(Location labeling records)
☆ ☆ ☆ ☆ ☆ ☆ ☆

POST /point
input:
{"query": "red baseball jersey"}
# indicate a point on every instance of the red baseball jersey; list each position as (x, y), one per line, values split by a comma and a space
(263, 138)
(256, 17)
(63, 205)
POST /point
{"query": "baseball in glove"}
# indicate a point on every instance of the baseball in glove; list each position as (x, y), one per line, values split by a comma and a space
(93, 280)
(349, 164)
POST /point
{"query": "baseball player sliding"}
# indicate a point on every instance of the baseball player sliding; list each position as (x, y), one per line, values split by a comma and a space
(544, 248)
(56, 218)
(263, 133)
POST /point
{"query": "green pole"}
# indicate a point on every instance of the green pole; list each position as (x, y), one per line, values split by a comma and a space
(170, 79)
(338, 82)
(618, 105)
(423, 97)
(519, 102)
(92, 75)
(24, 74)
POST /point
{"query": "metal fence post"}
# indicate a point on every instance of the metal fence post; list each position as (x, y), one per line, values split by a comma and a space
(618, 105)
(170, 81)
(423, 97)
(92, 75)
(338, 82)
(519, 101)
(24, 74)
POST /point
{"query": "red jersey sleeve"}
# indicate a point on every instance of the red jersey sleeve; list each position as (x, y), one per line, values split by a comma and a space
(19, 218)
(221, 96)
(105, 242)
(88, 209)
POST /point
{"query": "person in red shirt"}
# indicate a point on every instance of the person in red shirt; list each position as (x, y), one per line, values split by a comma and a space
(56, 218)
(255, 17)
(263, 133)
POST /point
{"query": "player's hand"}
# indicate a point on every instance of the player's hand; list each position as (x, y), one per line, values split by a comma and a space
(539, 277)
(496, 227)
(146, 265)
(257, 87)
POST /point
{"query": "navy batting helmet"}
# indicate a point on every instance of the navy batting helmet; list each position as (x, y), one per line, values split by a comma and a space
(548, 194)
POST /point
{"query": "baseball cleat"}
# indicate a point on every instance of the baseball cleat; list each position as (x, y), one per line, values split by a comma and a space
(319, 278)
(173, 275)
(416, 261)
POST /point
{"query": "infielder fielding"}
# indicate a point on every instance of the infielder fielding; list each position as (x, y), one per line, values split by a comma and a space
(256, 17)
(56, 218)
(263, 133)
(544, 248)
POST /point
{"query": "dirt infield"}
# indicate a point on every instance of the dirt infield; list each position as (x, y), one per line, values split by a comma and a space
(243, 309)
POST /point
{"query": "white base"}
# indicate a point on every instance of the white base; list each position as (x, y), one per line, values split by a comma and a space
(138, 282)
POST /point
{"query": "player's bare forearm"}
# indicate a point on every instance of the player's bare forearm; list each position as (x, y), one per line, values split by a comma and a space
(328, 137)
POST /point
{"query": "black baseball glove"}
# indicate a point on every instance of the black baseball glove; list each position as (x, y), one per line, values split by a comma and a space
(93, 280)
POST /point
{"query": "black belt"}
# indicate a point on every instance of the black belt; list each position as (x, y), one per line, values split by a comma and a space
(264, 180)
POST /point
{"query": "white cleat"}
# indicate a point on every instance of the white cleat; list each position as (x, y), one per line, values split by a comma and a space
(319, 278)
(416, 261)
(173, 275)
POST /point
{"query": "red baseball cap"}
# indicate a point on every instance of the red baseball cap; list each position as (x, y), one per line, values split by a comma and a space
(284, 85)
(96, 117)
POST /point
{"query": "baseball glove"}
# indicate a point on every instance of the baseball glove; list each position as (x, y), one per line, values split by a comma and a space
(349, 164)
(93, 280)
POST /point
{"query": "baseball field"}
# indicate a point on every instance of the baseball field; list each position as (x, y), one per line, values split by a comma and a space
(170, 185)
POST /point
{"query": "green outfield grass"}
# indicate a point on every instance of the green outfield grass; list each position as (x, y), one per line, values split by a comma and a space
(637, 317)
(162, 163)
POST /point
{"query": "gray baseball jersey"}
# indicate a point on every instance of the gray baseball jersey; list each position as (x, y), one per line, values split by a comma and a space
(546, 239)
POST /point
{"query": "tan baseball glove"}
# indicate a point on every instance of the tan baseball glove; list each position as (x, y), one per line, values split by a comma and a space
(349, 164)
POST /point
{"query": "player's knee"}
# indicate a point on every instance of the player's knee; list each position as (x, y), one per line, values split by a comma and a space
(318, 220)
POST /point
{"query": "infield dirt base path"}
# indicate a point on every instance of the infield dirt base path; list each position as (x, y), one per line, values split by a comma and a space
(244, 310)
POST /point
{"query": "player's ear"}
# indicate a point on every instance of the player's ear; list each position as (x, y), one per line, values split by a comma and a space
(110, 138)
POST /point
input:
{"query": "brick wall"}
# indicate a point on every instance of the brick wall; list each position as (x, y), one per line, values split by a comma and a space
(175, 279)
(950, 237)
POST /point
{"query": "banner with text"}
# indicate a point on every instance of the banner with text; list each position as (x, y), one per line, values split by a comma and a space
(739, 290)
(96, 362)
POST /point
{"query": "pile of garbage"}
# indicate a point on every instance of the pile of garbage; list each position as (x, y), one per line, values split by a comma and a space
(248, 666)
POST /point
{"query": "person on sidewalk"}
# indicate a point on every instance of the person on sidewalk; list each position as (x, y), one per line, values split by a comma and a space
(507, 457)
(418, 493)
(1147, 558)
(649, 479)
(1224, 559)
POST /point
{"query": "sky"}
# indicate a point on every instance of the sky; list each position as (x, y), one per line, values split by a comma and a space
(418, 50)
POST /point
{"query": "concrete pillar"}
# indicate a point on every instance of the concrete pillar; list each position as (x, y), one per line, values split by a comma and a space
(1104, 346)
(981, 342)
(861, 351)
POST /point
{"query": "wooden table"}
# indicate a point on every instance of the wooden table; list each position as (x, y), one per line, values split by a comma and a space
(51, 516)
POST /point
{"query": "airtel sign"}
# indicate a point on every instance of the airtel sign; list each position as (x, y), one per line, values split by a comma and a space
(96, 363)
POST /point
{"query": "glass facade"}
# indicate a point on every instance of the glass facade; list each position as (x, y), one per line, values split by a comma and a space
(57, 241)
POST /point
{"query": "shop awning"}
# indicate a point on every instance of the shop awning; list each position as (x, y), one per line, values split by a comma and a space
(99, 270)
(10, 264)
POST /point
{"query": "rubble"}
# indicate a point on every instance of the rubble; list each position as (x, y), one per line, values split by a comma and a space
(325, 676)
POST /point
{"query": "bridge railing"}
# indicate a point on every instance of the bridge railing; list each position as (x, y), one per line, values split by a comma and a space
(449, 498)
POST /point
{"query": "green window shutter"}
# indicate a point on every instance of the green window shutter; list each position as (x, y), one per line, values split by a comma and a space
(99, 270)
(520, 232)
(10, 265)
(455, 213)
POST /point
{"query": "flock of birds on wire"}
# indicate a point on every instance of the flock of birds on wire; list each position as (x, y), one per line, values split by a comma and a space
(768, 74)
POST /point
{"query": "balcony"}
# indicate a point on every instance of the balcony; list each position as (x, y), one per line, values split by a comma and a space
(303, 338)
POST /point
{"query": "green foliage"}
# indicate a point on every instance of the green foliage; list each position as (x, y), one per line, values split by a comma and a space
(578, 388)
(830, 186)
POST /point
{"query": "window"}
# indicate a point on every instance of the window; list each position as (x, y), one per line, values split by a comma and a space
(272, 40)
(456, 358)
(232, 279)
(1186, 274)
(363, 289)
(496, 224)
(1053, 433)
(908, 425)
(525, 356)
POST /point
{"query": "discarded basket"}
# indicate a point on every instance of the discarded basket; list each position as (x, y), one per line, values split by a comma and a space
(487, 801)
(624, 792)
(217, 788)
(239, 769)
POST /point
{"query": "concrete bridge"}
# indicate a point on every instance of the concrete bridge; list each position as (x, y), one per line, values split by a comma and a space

☆ ☆ ☆ ☆ ☆ ☆ ☆

**INSTRUCTIONS TO FOLLOW**: Find every line in the rows above that contains the string "balcony", and copy each of those lines in full.

**ANSWER TO THE EXERCISE**:
{"query": "balcony"}
# indicate a point on every instance of the balcony; list each position as (x, y), one per line, values split by a comma and a space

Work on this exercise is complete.